> **Arbeitsauftrag**
Gib den folgenden Textauszug über Gerhard Schröders Besuch bei Putin vollständig und ohne jede Änderung wieder.

Altkanzler Gerhard Schröder (SPD) sieht nach einem Besuch bei Russlands Präsident Wladimir Putin im Ukraine-Krieg Chancen für eine Lösung am Verhandlungstisch. An einer eigenen Rolle als Vermittler äußerte der 78-Jährige nach Angaben des Kremls vom Mittwoch kein Interesse. Trotz anhaltender Kritik lehnte es Schröder weiterhin ab, sich von Putin zu distanzieren. Der jetzige SPD-Kanzler Olaf Scholz warf Russland vor, die Ausfuhr von Gas nach Europa aus politischen Gründen zu drosseln. In Deutschland ist die Sorge groß, dass es infolge des jetzt schon mehr als fünf Monate dauernden Kriegs im Winter zu einer Energiekrise kommt.
Schröder war bereits vergangene Woche abermals zu Besuch bei Putin, was bislang aber nicht bekannt war. In einem Interview mit dem Magazin «Stern» sowie den Sendern RTL und ntv bezeichnete er das jüngst erzielte Abkommen der Kriegsparteien zu Getreide-Exporten aus der Ukraine als «ersten Erfolg», den man vielleicht «langsam zu einem Waffenstillstand ausbauen» könne. «Die gute Nachricht heißt: Der Kreml will eine Verhandlungslösung.» Am Mittwoch konnte das erste Schiff mit 26 000 Tonnen Mais aus der Ukraine die Meerenge Bosporus passieren. Weitere 17 Schiffe warten in der Ukraine auf eine Erlaubnis.

> **Material**

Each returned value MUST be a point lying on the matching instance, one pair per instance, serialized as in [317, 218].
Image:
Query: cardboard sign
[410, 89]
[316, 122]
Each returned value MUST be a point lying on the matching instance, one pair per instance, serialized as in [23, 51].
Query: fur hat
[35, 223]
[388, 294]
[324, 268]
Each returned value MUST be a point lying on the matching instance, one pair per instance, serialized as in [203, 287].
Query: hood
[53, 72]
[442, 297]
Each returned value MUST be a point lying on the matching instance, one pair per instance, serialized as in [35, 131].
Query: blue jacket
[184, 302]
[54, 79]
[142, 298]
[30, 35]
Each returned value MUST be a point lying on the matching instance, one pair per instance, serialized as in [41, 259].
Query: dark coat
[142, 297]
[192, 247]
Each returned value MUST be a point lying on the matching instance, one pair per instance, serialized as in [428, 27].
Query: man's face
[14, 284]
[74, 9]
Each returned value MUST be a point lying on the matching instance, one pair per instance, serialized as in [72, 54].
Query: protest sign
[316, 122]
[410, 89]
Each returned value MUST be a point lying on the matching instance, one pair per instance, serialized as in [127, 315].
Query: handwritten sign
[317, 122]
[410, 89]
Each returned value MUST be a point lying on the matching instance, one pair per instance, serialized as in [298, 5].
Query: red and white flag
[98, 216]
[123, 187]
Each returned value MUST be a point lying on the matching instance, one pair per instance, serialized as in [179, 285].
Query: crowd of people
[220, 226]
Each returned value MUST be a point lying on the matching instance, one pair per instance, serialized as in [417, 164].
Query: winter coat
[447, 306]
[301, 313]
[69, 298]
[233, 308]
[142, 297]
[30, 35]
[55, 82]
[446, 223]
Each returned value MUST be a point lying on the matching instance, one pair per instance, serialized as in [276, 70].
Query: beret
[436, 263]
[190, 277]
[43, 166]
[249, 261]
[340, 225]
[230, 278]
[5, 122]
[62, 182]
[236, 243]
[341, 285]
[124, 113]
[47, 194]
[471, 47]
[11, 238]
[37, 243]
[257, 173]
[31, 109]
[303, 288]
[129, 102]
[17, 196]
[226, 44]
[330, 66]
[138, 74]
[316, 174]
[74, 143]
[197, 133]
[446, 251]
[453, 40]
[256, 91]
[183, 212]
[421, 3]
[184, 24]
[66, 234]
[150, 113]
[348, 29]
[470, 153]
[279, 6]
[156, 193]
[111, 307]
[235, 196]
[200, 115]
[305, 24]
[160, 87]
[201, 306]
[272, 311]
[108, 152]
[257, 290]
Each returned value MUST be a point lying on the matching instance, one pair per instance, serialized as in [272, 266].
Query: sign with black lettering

> **Lösung**
Altkanzler Gerhard Schröder (SPD) sieht nach einem Besuch bei Russlands Präsident Wladimir Putin im Ukraine-Krieg Chancen für eine Lösung am Verhandlungstisch. An einer eigenen Rolle als Vermittler äußerte der 78-Jährige nach Angaben des Kremls vom Mittwoch kein Interesse. Trotz anhaltender Kritik lehnte es Schröder weiterhin ab, sich von Putin zu distanzieren. Der jetzige SPD-Kanzler Olaf Scholz warf Russland vor, die Ausfuhr von Gas nach Europa aus politischen Gründen zu drosseln. In Deutschland ist die Sorge groß, dass es infolge des jetzt schon mehr als fünf Monate dauernden Kriegs im Winter zu einer Energiekrise kommt.
Schröder war bereits vergangene Woche abermals zu Besuch bei Putin, was bislang aber nicht bekannt war. In einem Interview mit dem Magazin «Stern» sowie den Sendern RTL und ntv bezeichnete er das jüngst erzielte Abkommen der Kriegsparteien zu Getreide-Exporten aus der Ukraine als «ersten Erfolg», den man vielleicht «langsam zu einem Waffenstillstand ausbauen» könne. «Die gute Nachricht heißt: Der Kreml will eine Verhandlungslösung.» Am Mittwoch konnte das erste Schiff mit 26 000 Tonnen Mais aus der Ukraine die Meerenge Bosporus passieren. Weitere 17 Schiffe warten in der Ukraine auf eine Erlaubnis.